» YOUR TASK
Set down all of the data again, character for character.

» SOURCE DATA

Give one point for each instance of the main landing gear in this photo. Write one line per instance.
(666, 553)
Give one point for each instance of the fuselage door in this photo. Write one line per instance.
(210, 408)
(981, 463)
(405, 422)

» RESULT
Give one point for each instance of the main landing gear in this photo. Write one line per instance.
(666, 553)
Give one point for each instance of the fuselage door in this photo. Write one line per instance.
(210, 408)
(981, 463)
(405, 422)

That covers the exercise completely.